Goal:
All of the data below should be written out exactly.

Extracted material:

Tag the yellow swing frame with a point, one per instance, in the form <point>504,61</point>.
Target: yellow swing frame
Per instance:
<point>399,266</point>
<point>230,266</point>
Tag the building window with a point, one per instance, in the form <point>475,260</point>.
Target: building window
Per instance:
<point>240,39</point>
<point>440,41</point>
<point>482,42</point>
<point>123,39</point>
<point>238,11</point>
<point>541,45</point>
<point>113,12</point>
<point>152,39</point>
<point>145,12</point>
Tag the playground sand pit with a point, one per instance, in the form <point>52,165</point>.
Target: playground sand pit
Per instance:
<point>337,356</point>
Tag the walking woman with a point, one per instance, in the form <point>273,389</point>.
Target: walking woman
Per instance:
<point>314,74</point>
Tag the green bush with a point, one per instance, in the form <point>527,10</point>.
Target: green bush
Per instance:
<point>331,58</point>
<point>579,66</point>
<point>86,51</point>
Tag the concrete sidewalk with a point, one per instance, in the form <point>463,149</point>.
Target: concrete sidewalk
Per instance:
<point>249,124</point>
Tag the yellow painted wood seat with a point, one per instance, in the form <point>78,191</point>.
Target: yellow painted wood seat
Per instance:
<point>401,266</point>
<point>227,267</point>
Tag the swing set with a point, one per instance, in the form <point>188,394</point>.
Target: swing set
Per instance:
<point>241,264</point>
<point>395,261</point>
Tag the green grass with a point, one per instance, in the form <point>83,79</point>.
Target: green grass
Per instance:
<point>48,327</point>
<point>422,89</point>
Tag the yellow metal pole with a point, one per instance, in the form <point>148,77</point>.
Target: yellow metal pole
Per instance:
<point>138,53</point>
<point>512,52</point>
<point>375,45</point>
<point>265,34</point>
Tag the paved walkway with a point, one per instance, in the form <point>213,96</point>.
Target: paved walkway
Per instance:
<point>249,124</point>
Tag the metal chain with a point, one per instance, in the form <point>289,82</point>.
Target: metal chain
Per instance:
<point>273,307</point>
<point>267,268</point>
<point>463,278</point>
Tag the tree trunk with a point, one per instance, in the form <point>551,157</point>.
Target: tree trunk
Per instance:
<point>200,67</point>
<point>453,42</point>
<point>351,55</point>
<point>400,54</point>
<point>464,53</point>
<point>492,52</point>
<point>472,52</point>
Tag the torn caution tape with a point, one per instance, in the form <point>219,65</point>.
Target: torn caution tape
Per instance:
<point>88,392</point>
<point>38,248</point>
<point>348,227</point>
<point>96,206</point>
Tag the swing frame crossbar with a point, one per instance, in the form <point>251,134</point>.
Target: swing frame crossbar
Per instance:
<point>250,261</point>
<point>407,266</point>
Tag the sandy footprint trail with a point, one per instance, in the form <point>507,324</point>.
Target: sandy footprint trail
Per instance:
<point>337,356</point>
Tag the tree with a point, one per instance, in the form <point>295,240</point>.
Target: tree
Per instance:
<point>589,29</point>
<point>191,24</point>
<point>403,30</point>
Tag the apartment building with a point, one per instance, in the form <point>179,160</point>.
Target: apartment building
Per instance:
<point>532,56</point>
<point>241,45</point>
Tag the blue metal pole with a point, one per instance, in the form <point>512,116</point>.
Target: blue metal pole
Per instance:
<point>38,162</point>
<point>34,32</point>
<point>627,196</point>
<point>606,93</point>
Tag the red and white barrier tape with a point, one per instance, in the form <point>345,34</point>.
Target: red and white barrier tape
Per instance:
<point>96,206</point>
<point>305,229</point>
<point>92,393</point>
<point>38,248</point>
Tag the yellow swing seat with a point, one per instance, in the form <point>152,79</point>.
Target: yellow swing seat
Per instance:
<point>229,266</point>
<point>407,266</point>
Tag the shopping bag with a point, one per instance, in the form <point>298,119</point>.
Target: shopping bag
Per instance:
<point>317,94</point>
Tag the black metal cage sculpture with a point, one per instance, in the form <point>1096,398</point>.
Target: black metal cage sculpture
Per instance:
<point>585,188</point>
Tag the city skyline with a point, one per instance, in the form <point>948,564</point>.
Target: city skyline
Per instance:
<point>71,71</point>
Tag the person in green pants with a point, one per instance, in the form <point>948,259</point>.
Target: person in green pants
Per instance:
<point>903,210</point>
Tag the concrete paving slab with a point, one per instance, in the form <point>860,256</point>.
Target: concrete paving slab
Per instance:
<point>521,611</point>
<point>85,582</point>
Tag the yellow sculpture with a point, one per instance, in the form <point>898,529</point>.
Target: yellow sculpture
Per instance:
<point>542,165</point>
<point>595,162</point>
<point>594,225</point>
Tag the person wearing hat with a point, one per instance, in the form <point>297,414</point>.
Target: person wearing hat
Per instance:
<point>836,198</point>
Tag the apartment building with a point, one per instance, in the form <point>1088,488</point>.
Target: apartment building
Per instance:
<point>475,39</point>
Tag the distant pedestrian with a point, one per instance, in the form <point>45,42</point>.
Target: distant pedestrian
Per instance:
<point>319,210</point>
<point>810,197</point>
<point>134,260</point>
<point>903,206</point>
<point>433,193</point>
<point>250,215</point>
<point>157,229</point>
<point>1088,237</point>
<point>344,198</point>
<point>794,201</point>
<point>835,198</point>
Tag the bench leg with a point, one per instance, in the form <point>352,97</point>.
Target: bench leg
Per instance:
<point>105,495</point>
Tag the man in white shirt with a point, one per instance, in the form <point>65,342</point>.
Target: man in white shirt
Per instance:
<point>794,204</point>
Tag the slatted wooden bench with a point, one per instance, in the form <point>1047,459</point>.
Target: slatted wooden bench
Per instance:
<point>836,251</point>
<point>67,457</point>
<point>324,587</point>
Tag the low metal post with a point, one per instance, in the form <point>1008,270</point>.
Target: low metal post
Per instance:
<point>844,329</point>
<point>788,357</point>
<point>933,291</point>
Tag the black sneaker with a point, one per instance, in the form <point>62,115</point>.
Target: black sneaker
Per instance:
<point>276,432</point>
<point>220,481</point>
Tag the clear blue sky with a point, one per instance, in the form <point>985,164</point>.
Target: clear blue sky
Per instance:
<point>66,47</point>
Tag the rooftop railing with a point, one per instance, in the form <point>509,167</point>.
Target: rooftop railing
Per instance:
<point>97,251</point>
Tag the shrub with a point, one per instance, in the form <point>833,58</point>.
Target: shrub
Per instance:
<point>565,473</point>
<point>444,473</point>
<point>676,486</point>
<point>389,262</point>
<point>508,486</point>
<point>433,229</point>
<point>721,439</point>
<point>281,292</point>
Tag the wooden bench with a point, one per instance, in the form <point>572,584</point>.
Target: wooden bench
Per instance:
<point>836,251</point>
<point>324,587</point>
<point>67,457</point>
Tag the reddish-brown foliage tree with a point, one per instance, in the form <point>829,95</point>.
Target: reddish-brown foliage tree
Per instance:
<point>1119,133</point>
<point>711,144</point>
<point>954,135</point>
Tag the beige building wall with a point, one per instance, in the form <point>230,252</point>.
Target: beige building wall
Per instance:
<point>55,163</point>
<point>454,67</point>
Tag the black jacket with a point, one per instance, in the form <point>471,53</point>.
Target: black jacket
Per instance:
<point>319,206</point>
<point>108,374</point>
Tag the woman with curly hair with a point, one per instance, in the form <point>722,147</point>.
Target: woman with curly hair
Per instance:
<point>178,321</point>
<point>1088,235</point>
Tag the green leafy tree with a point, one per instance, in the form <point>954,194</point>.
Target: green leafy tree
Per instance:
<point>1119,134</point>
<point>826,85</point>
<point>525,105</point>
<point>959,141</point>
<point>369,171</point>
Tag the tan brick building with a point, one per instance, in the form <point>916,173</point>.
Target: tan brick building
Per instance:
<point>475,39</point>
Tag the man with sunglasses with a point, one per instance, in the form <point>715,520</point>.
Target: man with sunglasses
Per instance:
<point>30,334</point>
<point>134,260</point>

Result of this task:
Tag the yellow swing frame with a point, one per instance, in the form <point>504,61</point>.
Target: yellow swing frame
Per instance:
<point>399,266</point>
<point>230,266</point>
Tag the building window with a point, one per instance, in the form <point>475,260</point>.
Target: building window
Per instance:
<point>240,39</point>
<point>440,41</point>
<point>482,42</point>
<point>123,39</point>
<point>238,11</point>
<point>541,45</point>
<point>113,12</point>
<point>152,39</point>
<point>145,12</point>
Tag the playground sand pit with a point, one per instance, in the form <point>52,165</point>.
Target: playground sand pit
Per instance:
<point>337,356</point>
Tag the walking woman with a point, one per instance, in the form <point>273,389</point>.
Target: walking woman
Per instance:
<point>314,74</point>
Tag the green bush with a point, one per instance, in the form <point>527,10</point>.
Target: green bush
Per instance:
<point>331,58</point>
<point>579,66</point>
<point>86,51</point>
Tag the concrete sidewalk with a point, one per instance, in the form <point>463,149</point>.
Target: concrete sidewalk
Per instance:
<point>249,124</point>
Tag the yellow painted wood seat with a point, one per instance, in the form <point>78,191</point>.
Target: yellow painted wood seat
Per instance:
<point>401,266</point>
<point>227,267</point>
Tag the swing set with a point, one per instance, in the form <point>188,394</point>.
Target: swing set
Per instance:
<point>241,264</point>
<point>395,261</point>
Tag the green grass with a point, one per instance, in the form <point>83,79</point>.
Target: green grass
Per instance:
<point>48,327</point>
<point>422,89</point>
Tag the yellow metal pole with a point, one per instance, in the form <point>148,77</point>.
Target: yellow metal pole
Per instance:
<point>138,53</point>
<point>512,52</point>
<point>375,45</point>
<point>265,34</point>
Tag the paved walkway with a point, one per instance, in the form <point>213,96</point>.
Target: paved walkway
Per instance:
<point>249,124</point>
Tag the metal chain with a point, one per instance, in the form <point>289,82</point>.
Target: metal chain
Per instance:
<point>273,307</point>
<point>267,268</point>
<point>463,278</point>
Tag the tree trunk with a point, one per instance, in the form <point>551,157</point>.
Target: tree trunk
Per instance:
<point>200,67</point>
<point>453,42</point>
<point>351,55</point>
<point>400,54</point>
<point>464,53</point>
<point>492,52</point>
<point>472,52</point>
Tag the torn caution tape with a point, one per instance, in the form <point>219,65</point>.
Target: torn caution tape
Per instance:
<point>88,392</point>
<point>38,248</point>
<point>348,227</point>
<point>96,206</point>
Tag the swing frame crossbar with a point, one per instance, in the form <point>251,134</point>.
Target: swing frame crossbar
Per instance:
<point>250,261</point>
<point>407,266</point>
Tag the sandy footprint trail with a point, one per instance, in the form <point>507,324</point>.
Target: sandy footprint trail
Per instance:
<point>337,356</point>
Tag the tree with a point, one per instance, in the form <point>295,240</point>.
Target: tree
Per instance:
<point>589,29</point>
<point>191,24</point>
<point>403,30</point>
Tag the apartment building with a point, one per instance, in the form <point>179,160</point>.
Target: apartment building
Per instance:
<point>532,56</point>
<point>241,45</point>
Tag the blue metal pole with a point, one per instance, in the form <point>512,116</point>.
Target: blue metal pole
Per instance:
<point>38,162</point>
<point>34,32</point>
<point>627,196</point>
<point>606,93</point>
Tag the red and white barrier tape with a point, one per instance, in the form <point>345,34</point>.
Target: red and white barrier tape
Per instance:
<point>96,206</point>
<point>305,229</point>
<point>92,393</point>
<point>38,248</point>
Tag the yellow swing seat with a point, one per instance, in the form <point>152,79</point>.
Target: yellow swing seat
Per instance:
<point>229,266</point>
<point>407,266</point>
Tag the shopping bag with a point, one per instance, in the form <point>298,119</point>.
Target: shopping bag
Per instance:
<point>317,94</point>
Tag the black metal cage sculpture with a point, one per instance, in the form <point>1096,398</point>.
Target: black metal cage sculpture
Per instance:
<point>585,188</point>
Tag the city skyline with a point, one per instance, in the form <point>948,564</point>.
Target: city skyline
Per instance:
<point>71,71</point>
Tag the person in green pants with a point, one per instance, in the form <point>948,259</point>.
Target: person in green pants
Per instance:
<point>903,210</point>
Tag the concrete paving slab with a point, one per instance, in the form <point>860,256</point>.
Target: concrete paving slab
Per instance:
<point>521,611</point>
<point>85,582</point>
Tag the yellow sculpture with a point, one per instance, in the form <point>898,529</point>.
Target: yellow sculpture
Per instance:
<point>542,165</point>
<point>595,162</point>
<point>594,225</point>
Tag the person wearing hat with a point, one per instance, in the form <point>297,414</point>.
Target: person wearing hat
Per instance:
<point>836,198</point>
Tag the apartment building with a point, one per instance, in the form <point>1088,488</point>.
Target: apartment building
Per instance:
<point>475,39</point>
Tag the distant pedestrian with a point, one per instance, in the form <point>45,42</point>.
Target: distant pedestrian
Per instance:
<point>319,210</point>
<point>810,197</point>
<point>134,260</point>
<point>903,206</point>
<point>433,193</point>
<point>250,215</point>
<point>157,229</point>
<point>1088,237</point>
<point>344,198</point>
<point>794,201</point>
<point>835,198</point>
Tag the bench leg with a point, one per instance, in the form <point>352,97</point>.
Target: bench leg
Per instance:
<point>105,495</point>
Tag the man in white shirt with a point, one per instance, in the form <point>65,342</point>.
Target: man in white shirt
Per instance:
<point>794,204</point>
Tag the slatted wooden bench with a point, one per instance, in the form <point>1047,459</point>.
Target: slatted wooden bench
Per instance:
<point>836,251</point>
<point>67,457</point>
<point>324,587</point>
Tag the low metal post with a point, one per instance, in the form <point>1008,270</point>.
Target: low metal post
Per instance:
<point>844,329</point>
<point>788,357</point>
<point>933,291</point>
Tag the black sneaker with a point, one per instance, in the form <point>62,115</point>.
Target: black sneaker
Per instance:
<point>276,432</point>
<point>220,481</point>
Tag the clear blue sky with a point, one per instance, in the form <point>985,164</point>.
Target: clear blue sky
Per instance:
<point>66,47</point>
Tag the rooftop railing with a point, one per instance, in the form <point>509,167</point>.
Target: rooftop railing
Per instance:
<point>97,251</point>
Tag the shrub with a point, one per instance, in the form <point>833,58</point>.
Target: shrub
Per instance:
<point>565,473</point>
<point>444,473</point>
<point>676,486</point>
<point>389,262</point>
<point>508,486</point>
<point>433,229</point>
<point>721,439</point>
<point>281,292</point>
Tag the wooden bench with a point, one per instance, in the form <point>572,584</point>.
Target: wooden bench
Per instance:
<point>836,251</point>
<point>324,587</point>
<point>67,457</point>
Tag the reddish-brown foliage tree with a point, one per instance, in the form <point>829,95</point>.
Target: reddish-brown foliage tree
Per instance:
<point>1119,133</point>
<point>711,144</point>
<point>954,135</point>
Tag the beige building wall with a point, one per instance, in the form <point>230,252</point>.
Target: beige building wall
Per instance:
<point>55,163</point>
<point>454,67</point>
Tag the black jacket with a point, one per instance, in the form <point>471,53</point>.
Target: black jacket
Per instance:
<point>319,206</point>
<point>108,374</point>
Tag the woman with curly hair with a point, one per instance, in the form <point>722,147</point>.
Target: woman with curly hair
Per instance:
<point>178,321</point>
<point>1088,235</point>
Tag the green leafy tree with a point, one per instance, in the form <point>954,194</point>.
Target: green leafy tree
Per instance:
<point>1119,134</point>
<point>826,85</point>
<point>525,105</point>
<point>959,141</point>
<point>369,171</point>
Tag the tan brick building with a point, one per instance, in the form <point>916,173</point>.
Target: tan brick building
Per instance:
<point>475,39</point>
Tag the man with sunglasses with a point, one per instance, in the form <point>715,520</point>.
Target: man with sunglasses
Per instance:
<point>30,334</point>
<point>134,260</point>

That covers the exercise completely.